**Tasks to complete**.
a: Please translate this sentence from the passage on writing sex scenes into Spanish: "I started looking into how to write a sex scene and asking others what they liked."
b: Summarize the passage on writing sex scenes in two sentences.
c: Reproduce the stretch of the passage on writing sex scenes from "I started looking" through "it different though?".

**Selected text**.
+--

When I first began writing Cheating to Survive and Every Five Years, my sex scenes were very different than what they are now. Initially, I wrote them like I thought they were supposed to be written. Explaining in detail how the peg goes into the hole, what positions were taking place, who touched what, and narrating every last detail. After writing a few sex scenes, I quickly realized I was running out of ways to describe the same thing I just narrated a few chapters earlier. And, in Cheating to Survive, there are three women having affairs with three different men. It got old quick.

I started looking into how to write a sex scene and asking others what they liked. It changed me. Most people like the “build up” to the actual act, but skim over the actual sex scene. They felt the sex scene had to be different in order for them to read it through. How do you make it different though?

I read a book a few years ago and the main characters get it on by chapter three. Although they were in their early thirties, it was like reading a high school teenagers description of her and her boyfriends first sexual encounter. It was 25 pages long, and gave specific details of every step taken from their first kiss, to 2nd and 3rd base, right to the grand finale home run. They did every sexual position, shower scene, room-hopping, all in one night. It went on and on, and all I could think of was: what’s left? You already described everything. What will the next 40 chapters hold?

+--

**Extracted entries**.
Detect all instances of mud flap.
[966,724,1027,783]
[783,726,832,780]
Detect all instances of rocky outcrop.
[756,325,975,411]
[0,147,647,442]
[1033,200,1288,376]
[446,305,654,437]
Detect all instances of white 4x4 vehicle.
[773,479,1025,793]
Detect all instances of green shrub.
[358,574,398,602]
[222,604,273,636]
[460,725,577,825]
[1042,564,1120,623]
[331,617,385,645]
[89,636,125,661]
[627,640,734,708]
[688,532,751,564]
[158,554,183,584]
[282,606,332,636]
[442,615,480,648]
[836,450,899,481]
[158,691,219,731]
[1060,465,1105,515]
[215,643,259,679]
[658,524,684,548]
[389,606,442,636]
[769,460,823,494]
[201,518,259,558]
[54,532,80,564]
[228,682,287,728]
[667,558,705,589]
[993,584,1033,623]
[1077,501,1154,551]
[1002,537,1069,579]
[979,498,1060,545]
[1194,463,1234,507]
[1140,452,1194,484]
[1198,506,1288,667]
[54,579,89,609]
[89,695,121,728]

+--

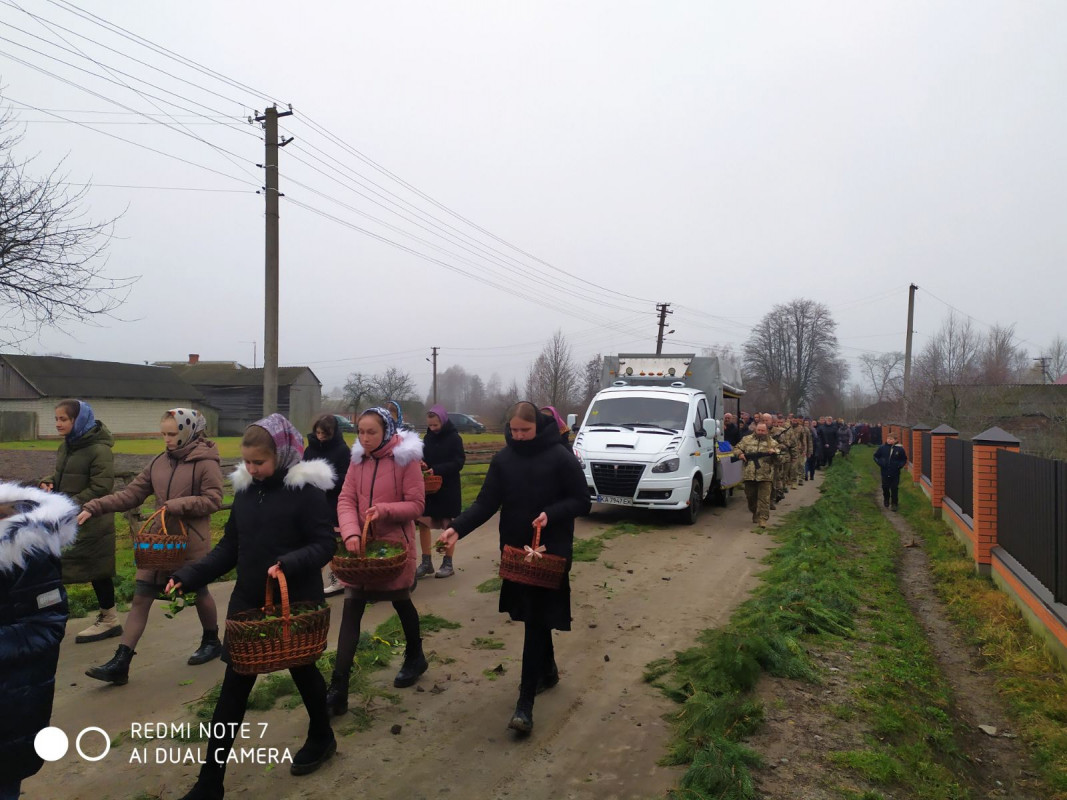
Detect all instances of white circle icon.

+--

**Correct answers**.
a: Empecé a investigar cómo escribir una escena de sexo y a preguntarles a otros qué les gustaba.

b: The writer first wrote sex scenes in exhaustive detail, as it seemed they were supposed to be written, but soon ran out of ways to describe the same acts, especially with three women having affairs with three different men in Cheating to Survive. After asking others, the writer learned that most readers enjoy the build-up but skim the act itself, and recalls a book whose 25-page scene by chapter three described everything and left nothing for the remaining chapters.

c:
I started looking into how to write a sex scene and asking others what they liked. It changed me. Most people like the “build up” to the actual act, but skim over the actual sex scene. They felt the sex scene had to be different in order for them to read it through. How do you make it different though?